START EXTRACTED TEXT

County Route 89, better known as Dune Road, spans the Southampton segment of Fire Island from the east side of Cupsogue Beach County Park at Moriches Inlet to the Shinnecock Inlet. It begins east of Moriches Inlet at Cupsogue Beach County Park, and crosses the Brookhaven–Southampton town line in West Hampton Dunes, which is almost entirely line with residential beach houses and the occasional private roads, with the exception of Pike's Beach town Park. Even after leaving the village, CR 89 continues to maintain these characteristics, but occasionally features random beach clubs, recreational areas, and another town of Westhampton Beach named Lashley Beach

Moriches Bay ends on the north side of the street, and flows into Moneybogue Bay, which runs under the Jessup Lane Bridge in Westhampton Beach across from the Swordfish Beach Club. This is the first connection to the rest of Long Island. In between the segment along Moneybogue Bay, the residential beach houses continue to line the road, but more of them are surrounded by shrubs and small trees.

The bay flows into the much narrower Quantuck Creek, which runs under Beach Lane Bridge which is also in Westhampton Beach across from Rogers Beach. The pattern of beach houses blocked by greenery continues, but primarily along the Atlantic Ocean side of the road. When Quantuck Creek flows into Quantuck Bay, the houses are more abundant. Here the road also passes by the Quantuck Beach Club, which despite being located on the south side of the road, has a parking lot on the north side.

The road enters the village of Quogue just before the intersection of Water's Edge Road. The next intersection is Watersedge Drive, which ends where Quantuck Bay flows into the Quogue Canal. Within this area, CR 89 passes the Surf Beach Club of Quogue, and then encounters its only major intersection, a wye intersection at the Post Lane Bridge which crosses the canal is the only access to the rest of Long Island in Quogue. Shortly after the bridge, the road passes the Quogue Beach Club.

While the south side of the road continues the pattern of private beach houses, most of the land on the north side of the road is undeveloped marshland, especially as Quogue Canal opens up into Shinnecock Bay. This pattern continues east of the village line. East of Dockers Waterside Restaurant, the north side of the road contains marshland that is so low, that satellite views make it appear as if the road runs along the bay itself.

At the intersection of Dolphin Lane, the northern portion of which terminates just out of reach of Sedge Island, CR 89 serves as the terminus of another unpaved and unnamed road that would provide easier access to that island. This is soon overshadowed by a clister of residential streets on the south side, known as A Road, Road C, and Road D. A few Road B's can be found within that cluster, but none intersect with Dune Road. Northside marshland becomes more solid on another unnamed dirt road a block west of Triton Lane. East of here, the Shinnecock Bay resumes its domination of the north side of the road, with only a brief interruption of land. However, sparse north side residences begin turning up again across the street from the Hampton Ocean Resort, and soon after intersecting Mermaid Lane, Neptune Beach Club.

END EXTRACTED TEXT
START RECORDS TO PROCESS

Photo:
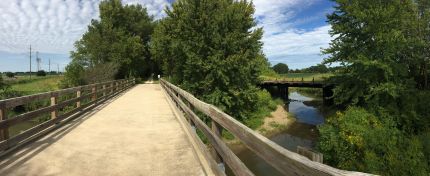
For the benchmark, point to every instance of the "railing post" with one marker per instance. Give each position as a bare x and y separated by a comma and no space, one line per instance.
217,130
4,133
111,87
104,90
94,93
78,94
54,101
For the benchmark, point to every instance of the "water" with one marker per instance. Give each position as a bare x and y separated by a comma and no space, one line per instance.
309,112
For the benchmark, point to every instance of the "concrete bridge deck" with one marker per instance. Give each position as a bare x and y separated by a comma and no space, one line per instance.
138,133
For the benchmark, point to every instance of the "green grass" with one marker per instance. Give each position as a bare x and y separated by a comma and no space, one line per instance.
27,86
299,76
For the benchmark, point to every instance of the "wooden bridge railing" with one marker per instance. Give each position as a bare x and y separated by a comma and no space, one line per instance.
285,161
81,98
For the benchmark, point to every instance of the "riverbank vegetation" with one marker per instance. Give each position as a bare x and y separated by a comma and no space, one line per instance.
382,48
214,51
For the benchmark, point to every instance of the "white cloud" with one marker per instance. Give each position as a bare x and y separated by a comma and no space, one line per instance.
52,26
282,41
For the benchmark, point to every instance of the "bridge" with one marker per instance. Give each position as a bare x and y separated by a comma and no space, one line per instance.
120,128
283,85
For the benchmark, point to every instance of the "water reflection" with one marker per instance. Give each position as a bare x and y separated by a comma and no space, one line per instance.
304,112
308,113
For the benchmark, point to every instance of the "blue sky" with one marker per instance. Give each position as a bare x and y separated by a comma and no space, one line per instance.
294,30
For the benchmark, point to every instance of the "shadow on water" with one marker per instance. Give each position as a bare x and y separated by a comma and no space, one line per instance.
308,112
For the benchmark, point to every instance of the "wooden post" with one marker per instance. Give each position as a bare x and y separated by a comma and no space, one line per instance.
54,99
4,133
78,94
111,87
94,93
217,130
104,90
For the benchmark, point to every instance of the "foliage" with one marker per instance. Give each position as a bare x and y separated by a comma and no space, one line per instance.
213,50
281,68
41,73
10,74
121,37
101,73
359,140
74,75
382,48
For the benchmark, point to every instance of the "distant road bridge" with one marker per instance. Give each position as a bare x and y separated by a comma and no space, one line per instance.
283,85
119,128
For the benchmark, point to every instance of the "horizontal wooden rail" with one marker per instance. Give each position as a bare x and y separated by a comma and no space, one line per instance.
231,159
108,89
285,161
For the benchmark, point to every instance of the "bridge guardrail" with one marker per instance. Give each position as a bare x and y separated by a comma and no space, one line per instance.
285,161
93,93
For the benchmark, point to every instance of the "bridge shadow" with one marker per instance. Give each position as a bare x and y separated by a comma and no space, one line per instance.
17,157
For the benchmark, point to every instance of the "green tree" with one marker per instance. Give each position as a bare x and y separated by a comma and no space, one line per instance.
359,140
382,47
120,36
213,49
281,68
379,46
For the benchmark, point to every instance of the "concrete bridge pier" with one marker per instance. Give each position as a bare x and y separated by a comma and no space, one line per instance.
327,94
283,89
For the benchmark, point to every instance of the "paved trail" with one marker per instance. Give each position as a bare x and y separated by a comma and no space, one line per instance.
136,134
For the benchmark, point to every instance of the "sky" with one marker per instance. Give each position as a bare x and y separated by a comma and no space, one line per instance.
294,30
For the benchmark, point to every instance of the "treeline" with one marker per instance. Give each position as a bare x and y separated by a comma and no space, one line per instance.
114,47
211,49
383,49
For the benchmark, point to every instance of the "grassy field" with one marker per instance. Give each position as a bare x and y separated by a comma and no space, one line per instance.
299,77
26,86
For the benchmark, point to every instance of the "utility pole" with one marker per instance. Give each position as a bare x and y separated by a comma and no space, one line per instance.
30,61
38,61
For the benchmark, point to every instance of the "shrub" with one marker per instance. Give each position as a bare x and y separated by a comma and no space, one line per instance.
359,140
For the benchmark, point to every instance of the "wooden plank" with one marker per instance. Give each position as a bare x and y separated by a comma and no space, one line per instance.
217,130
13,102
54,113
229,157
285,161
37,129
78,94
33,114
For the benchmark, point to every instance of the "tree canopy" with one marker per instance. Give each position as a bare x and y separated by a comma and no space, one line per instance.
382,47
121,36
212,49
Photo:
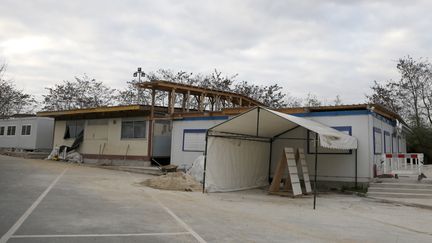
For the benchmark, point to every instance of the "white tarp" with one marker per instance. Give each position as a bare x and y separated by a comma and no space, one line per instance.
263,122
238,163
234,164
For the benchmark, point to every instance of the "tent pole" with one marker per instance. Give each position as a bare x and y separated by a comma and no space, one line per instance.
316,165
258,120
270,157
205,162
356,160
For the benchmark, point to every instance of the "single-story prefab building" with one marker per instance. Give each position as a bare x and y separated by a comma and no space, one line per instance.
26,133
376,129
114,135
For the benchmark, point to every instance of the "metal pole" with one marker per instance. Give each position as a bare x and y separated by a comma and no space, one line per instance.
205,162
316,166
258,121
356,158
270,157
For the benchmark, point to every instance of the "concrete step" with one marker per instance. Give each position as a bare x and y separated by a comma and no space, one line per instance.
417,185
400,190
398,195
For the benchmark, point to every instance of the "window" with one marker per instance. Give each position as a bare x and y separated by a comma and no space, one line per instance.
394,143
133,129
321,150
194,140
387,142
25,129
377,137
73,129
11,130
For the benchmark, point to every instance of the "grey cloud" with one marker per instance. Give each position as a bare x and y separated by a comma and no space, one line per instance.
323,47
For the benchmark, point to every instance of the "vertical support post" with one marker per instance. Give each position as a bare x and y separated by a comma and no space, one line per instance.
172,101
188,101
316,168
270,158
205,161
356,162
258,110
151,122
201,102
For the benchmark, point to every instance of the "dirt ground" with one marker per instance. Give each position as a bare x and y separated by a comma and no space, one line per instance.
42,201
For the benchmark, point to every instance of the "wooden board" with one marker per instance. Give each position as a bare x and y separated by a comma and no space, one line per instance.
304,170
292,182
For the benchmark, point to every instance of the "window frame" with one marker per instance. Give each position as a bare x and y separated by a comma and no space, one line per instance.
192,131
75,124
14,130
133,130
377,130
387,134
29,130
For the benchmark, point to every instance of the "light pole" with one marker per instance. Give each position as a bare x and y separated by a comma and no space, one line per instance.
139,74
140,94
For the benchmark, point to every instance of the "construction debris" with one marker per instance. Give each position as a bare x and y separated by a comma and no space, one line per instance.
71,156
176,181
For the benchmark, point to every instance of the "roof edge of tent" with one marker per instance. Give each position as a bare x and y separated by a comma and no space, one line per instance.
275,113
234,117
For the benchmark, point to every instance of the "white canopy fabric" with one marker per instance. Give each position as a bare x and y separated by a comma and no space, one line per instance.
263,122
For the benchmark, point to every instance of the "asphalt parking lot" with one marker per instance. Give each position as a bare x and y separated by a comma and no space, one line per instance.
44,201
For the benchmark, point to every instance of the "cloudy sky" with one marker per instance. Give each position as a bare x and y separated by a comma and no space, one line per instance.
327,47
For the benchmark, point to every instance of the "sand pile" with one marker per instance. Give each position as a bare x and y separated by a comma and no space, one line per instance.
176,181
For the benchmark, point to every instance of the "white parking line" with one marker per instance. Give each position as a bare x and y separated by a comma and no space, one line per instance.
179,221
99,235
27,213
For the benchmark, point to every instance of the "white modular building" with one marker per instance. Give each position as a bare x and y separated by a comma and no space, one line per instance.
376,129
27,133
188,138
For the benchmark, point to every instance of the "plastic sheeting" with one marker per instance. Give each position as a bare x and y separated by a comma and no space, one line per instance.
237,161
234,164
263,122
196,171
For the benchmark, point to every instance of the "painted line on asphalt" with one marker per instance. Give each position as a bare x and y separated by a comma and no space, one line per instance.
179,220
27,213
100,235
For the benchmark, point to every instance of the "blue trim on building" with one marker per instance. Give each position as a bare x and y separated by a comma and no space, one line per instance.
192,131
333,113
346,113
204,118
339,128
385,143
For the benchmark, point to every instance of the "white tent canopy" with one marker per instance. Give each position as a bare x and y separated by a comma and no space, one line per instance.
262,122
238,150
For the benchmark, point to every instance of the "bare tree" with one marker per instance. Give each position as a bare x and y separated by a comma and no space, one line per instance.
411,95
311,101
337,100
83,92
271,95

END RECORDS TO PROCESS

» **WORK TO DO**:
a - Please rewrite everything in the Dune Road text from "Moriches Bay ends" down to "the north side.", putting "Quantuck Channel" wherever "Quantuck Creek" appears.
b - Report each line of the rows that contains the word "building".
The rows have no connection to the Dune Road text.

» **WORKED SOLUTIONS**:
a -
Moriches Bay ends on the north side of the street, and flows into Moneybogue Bay, which runs under the Jessup Lane Bridge in Westhampton Beach across from the Swordfish Beach Club. This is the first connection to the rest of Long Island. In between the segment along Moneybogue Bay, the residential beach houses continue to line the road, but more of them are surrounded by shrubs and small trees.

The bay flows into the much narrower Quantuck Channel, which runs under Beach Lane Bridge which is also in Westhampton Beach across from Rogers Beach. The pattern of beach houses blocked by greenery continues, but primarily along the Atlantic Ocean side of the road. When Quantuck Channel flows into Quantuck Bay, the houses are more abundant. Here the road also passes by the Quantuck Beach Club, which despite being located on the south side of the road, has a parking lot on the north side.

b -
For the benchmark, point to every instance of the "single-story prefab building" with one marker per instance. Give each position as a bare x and y separated by a comma and no space, one line per instance.
For the benchmark, point to every instance of the "white modular building" with one marker per instance. Give each position as a bare x and y separated by a comma and no space, one line per instance.
For the benchmark, point to every instance of the "blue trim on building" with one marker per instance. Give each position as a bare x and y separated by a comma and no space, one line per instance.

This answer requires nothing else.